▶ _SOURCE EXTRACT_
Furthermore, in some cases, it is evident that one party purposefully prolonged the arbitration process in order to harm the other party’s rights or for personal benefit. This calculated delay is frequently used to obstruct the arbitral award’s prompt issuance and enforcement. Such strategies may lessen the impact of the final arbitral award for the aggrieved party without proper safeguards from the arbitral tribunal and/or the court, requiring preservation of their rights throughout the arbitration procedure until the award is successfully enforced.

Therefore, in order to protect the rights of the harmed party, it is imperative that the arbitral tribunal or the court grant interim measures or relief. Such temporary remedy may, under certain circumstances, include giving orders to other parties. Considered an urgent remedy in exceptional circumstances, interim relief is typically granted under the following conditions:

1. Establishing a prima facie case.

2. The balance of convenience favoring the aggrieved party seeking relief.

3. The potential for irreparable damage or injury if interim relief is not granted.

The Arbitration and Conciliation Act, 1996 (Amended 2015 and 2019), referred to as the Act, includes provisions, notably Section 9 and Section 17, that protect the interests of one party over the other. These sections empower any party to an arbitration agreement to submit an application for interim relief to either the court or the arbitral tribunal, respectively.


Interim, provisional, and conservatory measures are legal interventions available prior to arbitrators addressing the substance of a case and delivering a final decision. These measures aim to safeguard a party’s interests throughout the arbitration process, ensuring a substantive and meaningful resolution in the end.

Interim Relief under Section 9 of the act

According to Section 9 of the Act, a party can request interim relief from the court before arbitration begins, during arbitration, or anytime before the arbitral award is enforced. However, courts typically reject such requests after the arbitral tribunal is formed, unless the party demonstrates that relief from the tribunal, as per Section 17 of the Act, would be ineffective.

▶ _TASK SET_
a – Answer these questions about the passage on interim relief in arbitration, one answer per line, marked the same way:
(i) What is the first condition listed for granting interim relief?
(ii) Which two sections of the Act are named as letting a party apply for interim relief?
(iii) Under Section 9, when do courts typically reject requests for interim relief?
b – Locate each line of the records that contains the string "stick", and copy those lines out.

Stored records:
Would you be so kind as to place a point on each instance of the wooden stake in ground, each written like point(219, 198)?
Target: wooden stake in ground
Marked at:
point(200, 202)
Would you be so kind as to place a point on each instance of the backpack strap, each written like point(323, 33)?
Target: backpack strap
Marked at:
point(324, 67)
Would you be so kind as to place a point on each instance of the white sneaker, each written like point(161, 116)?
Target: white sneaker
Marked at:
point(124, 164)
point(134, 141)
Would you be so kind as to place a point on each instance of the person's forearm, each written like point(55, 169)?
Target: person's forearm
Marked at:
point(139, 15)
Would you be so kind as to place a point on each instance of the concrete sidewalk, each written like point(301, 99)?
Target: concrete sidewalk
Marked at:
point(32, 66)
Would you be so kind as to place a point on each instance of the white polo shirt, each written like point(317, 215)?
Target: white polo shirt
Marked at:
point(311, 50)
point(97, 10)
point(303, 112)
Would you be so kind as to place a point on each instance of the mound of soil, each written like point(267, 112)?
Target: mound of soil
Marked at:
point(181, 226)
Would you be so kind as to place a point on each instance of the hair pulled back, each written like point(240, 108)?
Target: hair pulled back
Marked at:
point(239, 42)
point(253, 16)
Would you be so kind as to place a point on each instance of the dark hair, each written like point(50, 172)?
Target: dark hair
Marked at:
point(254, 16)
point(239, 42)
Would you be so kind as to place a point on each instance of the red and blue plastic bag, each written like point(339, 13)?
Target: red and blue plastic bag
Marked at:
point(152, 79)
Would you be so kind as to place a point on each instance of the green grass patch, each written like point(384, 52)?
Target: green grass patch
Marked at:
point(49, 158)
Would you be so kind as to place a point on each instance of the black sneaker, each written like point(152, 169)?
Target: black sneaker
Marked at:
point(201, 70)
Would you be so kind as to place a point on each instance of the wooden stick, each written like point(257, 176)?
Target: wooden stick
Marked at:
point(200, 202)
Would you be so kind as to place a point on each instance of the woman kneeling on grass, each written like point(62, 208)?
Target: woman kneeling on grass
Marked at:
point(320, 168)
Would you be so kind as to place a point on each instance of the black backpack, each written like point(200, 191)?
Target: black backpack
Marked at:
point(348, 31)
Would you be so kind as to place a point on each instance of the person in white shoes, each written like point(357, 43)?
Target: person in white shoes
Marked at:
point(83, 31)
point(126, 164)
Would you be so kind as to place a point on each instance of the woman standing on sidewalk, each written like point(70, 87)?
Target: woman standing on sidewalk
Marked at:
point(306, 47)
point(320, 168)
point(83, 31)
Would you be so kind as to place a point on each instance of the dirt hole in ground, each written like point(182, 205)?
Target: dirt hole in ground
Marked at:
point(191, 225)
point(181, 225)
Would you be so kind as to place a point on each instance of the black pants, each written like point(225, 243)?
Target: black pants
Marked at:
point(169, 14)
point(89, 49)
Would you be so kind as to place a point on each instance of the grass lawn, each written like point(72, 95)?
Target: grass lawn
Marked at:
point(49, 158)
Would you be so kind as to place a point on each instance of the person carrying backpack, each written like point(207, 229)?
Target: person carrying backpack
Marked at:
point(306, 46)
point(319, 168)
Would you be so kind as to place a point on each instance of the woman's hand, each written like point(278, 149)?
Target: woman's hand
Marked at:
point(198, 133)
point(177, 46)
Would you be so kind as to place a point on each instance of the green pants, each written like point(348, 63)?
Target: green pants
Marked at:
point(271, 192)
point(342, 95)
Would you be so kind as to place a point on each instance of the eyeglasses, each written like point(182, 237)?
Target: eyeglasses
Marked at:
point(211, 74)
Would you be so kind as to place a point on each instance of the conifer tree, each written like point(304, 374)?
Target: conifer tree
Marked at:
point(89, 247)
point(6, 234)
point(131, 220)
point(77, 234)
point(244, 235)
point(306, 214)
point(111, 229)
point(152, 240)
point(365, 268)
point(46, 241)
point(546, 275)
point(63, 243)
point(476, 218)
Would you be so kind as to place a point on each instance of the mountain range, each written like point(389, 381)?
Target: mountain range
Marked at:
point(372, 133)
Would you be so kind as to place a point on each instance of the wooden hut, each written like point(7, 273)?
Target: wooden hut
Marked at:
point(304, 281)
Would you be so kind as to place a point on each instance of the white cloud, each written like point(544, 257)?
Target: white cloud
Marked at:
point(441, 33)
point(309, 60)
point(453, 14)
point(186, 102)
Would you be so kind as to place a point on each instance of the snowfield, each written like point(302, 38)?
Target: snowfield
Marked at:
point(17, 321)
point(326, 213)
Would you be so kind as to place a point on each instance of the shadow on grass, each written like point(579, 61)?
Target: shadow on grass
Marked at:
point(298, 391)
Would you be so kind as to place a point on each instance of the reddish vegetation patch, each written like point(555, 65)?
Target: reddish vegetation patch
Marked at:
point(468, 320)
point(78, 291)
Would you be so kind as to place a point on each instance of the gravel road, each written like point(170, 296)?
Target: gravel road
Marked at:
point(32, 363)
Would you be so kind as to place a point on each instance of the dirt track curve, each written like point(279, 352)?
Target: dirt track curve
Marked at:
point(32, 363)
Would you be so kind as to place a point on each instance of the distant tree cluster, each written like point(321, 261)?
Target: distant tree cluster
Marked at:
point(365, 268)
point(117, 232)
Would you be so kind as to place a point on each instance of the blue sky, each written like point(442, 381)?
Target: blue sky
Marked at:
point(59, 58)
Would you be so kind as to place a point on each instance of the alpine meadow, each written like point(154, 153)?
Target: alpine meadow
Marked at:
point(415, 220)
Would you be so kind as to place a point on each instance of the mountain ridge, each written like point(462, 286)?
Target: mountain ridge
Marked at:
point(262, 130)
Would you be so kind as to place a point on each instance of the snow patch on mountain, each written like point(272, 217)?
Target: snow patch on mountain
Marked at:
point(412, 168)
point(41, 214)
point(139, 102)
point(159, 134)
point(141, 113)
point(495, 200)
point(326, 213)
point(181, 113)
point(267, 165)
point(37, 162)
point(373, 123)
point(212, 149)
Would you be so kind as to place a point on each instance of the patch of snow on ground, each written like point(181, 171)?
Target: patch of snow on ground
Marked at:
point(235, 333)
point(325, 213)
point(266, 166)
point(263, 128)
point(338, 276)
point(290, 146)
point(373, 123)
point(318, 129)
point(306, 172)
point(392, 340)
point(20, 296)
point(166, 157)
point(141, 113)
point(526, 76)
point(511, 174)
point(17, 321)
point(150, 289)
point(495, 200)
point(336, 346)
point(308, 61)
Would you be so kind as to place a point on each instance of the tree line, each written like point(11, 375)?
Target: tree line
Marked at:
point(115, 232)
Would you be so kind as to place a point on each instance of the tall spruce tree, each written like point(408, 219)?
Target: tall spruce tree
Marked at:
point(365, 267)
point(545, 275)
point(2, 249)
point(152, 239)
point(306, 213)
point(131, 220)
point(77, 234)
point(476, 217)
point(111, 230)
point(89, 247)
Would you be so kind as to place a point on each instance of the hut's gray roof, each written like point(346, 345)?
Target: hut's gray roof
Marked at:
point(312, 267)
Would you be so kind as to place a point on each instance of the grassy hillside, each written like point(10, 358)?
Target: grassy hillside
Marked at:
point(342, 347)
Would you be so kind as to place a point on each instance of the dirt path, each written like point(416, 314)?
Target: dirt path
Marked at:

▶ _ANSWERS BELOW_
a –
(i) Establishing a prima facie case.
(ii) Section 9 and Section 17.
(iii) After the arbitral tribunal is formed, unless the party demonstrates that relief from the tribunal under Section 17 would be ineffective.

b –
Would you be so kind as to place a point on each instance of the wooden stick, each written like point(257, 176)?
Target: wooden stick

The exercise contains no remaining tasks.